What you are asked to do:
In the forum comments, how much did the 1998 United Way Campaign raise?

Passage shown:
As far as your first paragraph on the stadium being the source of ire, in 2006 Marty Donovan and Charlie Fairchild told the voters that the referendum vote was necessary because they believed the process was flawed and the voters deserved to have a say. Some elements of Save Our City tried to make the stadium an issue; others Quint Studer and yet others wanted nothing but another city park. All agreed the referendum would settle the issue. The voters approved the Community Maritime Park. The voters had their say.
Also Rick and others, I don’t think most voting citizens have a problem with the Maritime museum due to the fact that we’re not directly paying for it through the CRA or City General Fund. Most of the ire from this project is the stadium. Would you disagree?
I am also curious about one thing with the charter. I know that the only off-limit areas in petitioning are taxes and budget. Would the CMP project fall under this? If so then that is a little bit scary to have this ability taken away.
There is no information that it is a strong mayor form of government, but this is what he has on his resume. Now THIS is a candidate:
Past president of the Association of County Commissions of Alabama
Former member of the National Association of Counties Board of Directors
National Association of Counties Election Reform Steering Committee
Co-Chair of Renewal 90 Educational Initiative
Served on Steering Committee – 1988 Education Funding Referendum Initiative
Served on Steering Committee – 1992 Education Funding Referendum Initiative
Served on Steering Committee – 2000 Education Funding Referendum Initiative
Former member of the Alabama Sentencing Commission
Judge, Alabama Court of the Judiciary
Former member Judicial Inquiry Commission
Past member of the Alabama Port Authority
Former member of the Mobile Area Chamber of Commerce Board of Directors
Former board member of the United Way of Southwest Alabama and Past Campaign Chairman
Founder of the Mobile County Community Development Partnership
Founder, Prichard Federal Credit Union
Former Chairperson of Envision Mobile/Baldwin
Underage Drinking Task Force
Member, 100 Black Men, Mobile Chapter
Chaired 1998 United Way Campaign, raising $7 million
Macedonia Baptist Church, Director of Christian Education, Sunday School Superintendent
-Taken from the Mobile Government site.
They dont have to pay off every public official to do business either.
The ones around here have friends and cronies that you have to use or things dont get done.
Our city managers would be doing 20-life in Mobile!
So do they have a strong mayor?
Maybe we can borrow some of their population and
some of their free service ideas.
No charge for home trash service there. It’s included in the tax bill.

Data supplied:
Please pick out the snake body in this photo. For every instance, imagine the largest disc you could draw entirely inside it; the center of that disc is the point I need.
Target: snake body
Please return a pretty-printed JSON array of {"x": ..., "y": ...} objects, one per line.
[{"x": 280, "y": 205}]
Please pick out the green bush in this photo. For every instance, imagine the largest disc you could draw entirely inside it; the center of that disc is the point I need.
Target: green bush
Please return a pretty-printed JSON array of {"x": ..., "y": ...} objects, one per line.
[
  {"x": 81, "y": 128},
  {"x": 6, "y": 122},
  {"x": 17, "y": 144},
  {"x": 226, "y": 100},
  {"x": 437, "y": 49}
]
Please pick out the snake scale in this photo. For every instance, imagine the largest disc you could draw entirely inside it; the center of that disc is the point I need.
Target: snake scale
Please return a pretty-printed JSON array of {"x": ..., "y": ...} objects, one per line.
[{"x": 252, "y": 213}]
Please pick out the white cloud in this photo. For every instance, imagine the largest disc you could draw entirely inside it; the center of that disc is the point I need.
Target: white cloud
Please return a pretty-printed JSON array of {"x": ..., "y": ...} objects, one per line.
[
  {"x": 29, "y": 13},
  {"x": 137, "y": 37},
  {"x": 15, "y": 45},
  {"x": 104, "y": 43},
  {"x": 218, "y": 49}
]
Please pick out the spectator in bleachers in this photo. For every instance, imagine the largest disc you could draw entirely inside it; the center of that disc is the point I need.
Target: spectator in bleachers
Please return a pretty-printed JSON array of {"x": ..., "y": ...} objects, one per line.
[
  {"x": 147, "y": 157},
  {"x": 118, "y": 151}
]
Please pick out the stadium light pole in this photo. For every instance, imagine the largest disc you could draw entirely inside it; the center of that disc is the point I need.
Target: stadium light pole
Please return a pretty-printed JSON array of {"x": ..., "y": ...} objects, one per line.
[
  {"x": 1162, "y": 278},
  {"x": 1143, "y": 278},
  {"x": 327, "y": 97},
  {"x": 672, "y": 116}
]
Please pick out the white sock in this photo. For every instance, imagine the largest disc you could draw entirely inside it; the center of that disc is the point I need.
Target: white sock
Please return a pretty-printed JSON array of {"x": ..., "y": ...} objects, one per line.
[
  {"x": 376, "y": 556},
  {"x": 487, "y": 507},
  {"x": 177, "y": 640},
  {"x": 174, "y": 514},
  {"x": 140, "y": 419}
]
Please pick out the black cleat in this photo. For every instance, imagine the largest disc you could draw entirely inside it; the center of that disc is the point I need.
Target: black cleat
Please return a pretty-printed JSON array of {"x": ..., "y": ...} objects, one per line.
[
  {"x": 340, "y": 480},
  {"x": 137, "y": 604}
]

Result:
$7 million